— Problem requirements —
In the entries below, find the line containing "Target: man's arm" and the line containing "like point(541, 125).". Copy those two lines and everything between them exactly, and only that.
[Opening Input material section]
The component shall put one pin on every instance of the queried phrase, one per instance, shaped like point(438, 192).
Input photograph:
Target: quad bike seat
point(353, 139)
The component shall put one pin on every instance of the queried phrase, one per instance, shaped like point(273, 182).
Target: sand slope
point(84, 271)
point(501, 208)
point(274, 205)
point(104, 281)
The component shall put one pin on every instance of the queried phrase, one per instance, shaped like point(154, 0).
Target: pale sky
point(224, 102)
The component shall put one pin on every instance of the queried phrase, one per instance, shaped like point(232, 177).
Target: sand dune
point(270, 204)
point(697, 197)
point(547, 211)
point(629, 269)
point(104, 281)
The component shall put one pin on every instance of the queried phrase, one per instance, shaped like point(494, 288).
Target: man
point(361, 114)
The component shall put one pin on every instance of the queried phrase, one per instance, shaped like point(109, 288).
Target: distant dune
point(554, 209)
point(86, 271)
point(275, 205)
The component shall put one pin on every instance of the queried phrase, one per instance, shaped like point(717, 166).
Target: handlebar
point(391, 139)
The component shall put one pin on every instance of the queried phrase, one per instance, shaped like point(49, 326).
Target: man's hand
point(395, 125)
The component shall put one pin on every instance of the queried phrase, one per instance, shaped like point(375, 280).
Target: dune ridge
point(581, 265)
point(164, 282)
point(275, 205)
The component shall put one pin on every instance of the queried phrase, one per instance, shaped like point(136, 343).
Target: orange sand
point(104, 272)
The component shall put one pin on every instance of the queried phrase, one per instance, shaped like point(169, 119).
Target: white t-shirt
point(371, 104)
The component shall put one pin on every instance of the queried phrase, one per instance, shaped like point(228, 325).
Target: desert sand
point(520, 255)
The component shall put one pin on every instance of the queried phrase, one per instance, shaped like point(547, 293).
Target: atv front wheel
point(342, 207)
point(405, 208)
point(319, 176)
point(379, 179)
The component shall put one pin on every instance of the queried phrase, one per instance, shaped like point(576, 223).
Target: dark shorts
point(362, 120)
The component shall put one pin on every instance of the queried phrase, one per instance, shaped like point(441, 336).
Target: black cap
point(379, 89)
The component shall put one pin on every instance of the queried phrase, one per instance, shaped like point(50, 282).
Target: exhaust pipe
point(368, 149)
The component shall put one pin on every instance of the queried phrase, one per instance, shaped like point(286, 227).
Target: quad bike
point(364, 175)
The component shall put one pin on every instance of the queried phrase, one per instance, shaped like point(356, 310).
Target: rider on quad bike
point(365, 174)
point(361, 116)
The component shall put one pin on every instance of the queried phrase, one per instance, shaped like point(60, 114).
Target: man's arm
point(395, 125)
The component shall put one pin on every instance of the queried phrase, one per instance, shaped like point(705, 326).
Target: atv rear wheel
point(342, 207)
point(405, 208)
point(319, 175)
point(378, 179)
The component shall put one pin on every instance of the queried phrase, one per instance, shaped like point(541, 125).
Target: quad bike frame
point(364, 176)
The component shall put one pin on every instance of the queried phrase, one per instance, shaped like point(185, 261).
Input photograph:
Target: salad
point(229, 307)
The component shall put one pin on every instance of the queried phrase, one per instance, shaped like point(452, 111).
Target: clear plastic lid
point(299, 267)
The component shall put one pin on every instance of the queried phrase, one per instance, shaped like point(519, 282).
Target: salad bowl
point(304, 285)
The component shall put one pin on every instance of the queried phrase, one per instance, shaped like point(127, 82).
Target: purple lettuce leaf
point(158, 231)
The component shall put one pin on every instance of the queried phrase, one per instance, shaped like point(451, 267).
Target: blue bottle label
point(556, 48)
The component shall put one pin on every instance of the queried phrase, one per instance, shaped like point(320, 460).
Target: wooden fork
[Closing Input material section]
— Solution for this exercise —
Target: man's arm
point(395, 125)
The component shall put one pin on every instance of the queried phrase, one per instance, shaped like point(705, 326).
Target: atv rear wheel
point(342, 207)
point(405, 208)
point(319, 175)
point(378, 179)
The component shall put one pin on every instance of the queried phrase, one per instance, shaped like point(541, 125).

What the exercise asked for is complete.